PROMPT » Working from the line that contains "Q: Point out each instance of the small" down to the last line below, repeat each line exactly.

[Dataset records]
○ ○ ○
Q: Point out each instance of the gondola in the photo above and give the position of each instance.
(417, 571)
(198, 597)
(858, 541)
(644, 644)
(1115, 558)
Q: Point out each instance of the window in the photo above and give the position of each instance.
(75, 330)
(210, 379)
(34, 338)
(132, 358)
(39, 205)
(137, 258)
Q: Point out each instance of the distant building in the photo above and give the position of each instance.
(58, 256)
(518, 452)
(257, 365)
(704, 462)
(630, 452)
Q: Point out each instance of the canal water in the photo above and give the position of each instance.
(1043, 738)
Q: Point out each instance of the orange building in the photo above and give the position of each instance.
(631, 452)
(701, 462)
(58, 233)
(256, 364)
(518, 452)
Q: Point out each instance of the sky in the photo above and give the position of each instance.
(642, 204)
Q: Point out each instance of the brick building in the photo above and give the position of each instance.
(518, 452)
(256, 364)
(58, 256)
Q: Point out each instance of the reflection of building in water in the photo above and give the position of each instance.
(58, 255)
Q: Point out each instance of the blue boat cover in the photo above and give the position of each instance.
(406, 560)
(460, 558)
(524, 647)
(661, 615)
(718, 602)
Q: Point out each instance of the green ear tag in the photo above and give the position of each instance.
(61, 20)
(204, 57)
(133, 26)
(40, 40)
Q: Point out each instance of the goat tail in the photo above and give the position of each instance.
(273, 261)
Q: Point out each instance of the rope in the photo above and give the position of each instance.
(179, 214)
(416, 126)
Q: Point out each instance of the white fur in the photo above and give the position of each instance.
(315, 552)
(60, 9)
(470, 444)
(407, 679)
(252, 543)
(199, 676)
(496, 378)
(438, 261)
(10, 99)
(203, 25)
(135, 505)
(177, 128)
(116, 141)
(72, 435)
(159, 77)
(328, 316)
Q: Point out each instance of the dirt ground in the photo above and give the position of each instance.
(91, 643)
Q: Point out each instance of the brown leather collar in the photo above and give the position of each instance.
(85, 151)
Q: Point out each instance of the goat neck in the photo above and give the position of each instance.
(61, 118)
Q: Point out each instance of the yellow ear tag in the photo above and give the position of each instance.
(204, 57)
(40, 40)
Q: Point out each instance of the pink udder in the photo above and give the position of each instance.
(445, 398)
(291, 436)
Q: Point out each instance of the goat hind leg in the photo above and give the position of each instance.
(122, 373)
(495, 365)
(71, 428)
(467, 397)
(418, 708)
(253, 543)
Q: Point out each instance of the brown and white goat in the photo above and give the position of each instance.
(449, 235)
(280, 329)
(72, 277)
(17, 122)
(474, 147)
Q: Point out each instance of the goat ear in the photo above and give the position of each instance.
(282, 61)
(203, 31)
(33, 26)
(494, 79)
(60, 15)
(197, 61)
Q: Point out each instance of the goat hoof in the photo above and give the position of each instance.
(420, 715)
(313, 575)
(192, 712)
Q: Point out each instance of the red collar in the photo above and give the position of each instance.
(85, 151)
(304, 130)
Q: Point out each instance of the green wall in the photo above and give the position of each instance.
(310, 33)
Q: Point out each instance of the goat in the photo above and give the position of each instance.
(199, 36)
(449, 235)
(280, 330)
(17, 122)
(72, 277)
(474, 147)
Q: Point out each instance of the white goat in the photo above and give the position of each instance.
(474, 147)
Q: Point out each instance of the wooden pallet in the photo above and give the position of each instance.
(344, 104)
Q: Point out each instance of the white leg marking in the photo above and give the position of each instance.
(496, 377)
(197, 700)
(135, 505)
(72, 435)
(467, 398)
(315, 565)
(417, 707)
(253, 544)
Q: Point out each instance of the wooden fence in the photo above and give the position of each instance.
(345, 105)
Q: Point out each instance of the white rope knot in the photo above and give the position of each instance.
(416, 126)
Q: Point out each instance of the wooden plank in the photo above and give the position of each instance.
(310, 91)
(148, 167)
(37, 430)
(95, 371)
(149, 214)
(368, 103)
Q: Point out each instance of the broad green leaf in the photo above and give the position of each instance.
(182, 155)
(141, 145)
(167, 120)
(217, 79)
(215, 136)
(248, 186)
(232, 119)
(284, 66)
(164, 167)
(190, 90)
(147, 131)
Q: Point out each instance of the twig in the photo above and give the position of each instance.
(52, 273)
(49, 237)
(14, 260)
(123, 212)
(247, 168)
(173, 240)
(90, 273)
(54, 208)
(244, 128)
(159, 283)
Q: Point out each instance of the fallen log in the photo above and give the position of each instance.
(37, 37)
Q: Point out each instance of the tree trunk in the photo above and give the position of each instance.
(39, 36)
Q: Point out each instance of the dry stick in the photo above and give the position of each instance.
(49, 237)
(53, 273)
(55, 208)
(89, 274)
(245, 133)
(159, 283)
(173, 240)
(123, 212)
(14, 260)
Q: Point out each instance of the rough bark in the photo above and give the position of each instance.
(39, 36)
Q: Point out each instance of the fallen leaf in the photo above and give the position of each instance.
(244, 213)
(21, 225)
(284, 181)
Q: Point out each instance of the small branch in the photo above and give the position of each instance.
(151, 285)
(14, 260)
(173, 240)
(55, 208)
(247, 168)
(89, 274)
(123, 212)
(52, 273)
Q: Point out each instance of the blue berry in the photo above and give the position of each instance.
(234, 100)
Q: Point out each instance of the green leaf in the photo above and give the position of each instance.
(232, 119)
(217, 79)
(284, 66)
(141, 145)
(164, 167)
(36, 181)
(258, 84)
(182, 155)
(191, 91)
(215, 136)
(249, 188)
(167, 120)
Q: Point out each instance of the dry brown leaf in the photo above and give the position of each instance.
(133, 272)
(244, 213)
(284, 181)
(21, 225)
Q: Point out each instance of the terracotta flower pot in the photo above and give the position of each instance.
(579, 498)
○ ○ ○
WRITTEN SOLUTION »
Q: Point out each instance of the small branch in the photo above and give the position of each instance.
(151, 285)
(14, 260)
(173, 240)
(55, 208)
(247, 168)
(89, 274)
(123, 212)
(52, 273)
Q: Point out each instance of the blue berry in the photo above and give the position of each instance.
(234, 100)
Q: Point out each instance of the green leaf in the photo above and give the position of each instance.
(232, 119)
(217, 79)
(284, 66)
(141, 145)
(164, 167)
(36, 181)
(258, 84)
(182, 155)
(191, 91)
(215, 136)
(249, 188)
(167, 120)
Q: Point out each instance of the dry brown leaf in the photo above and give the position of each instance.
(133, 272)
(244, 213)
(284, 181)
(21, 225)
Q: Point out each instance of the terracotta flower pot in the photo above and give the position of each instance.
(579, 498)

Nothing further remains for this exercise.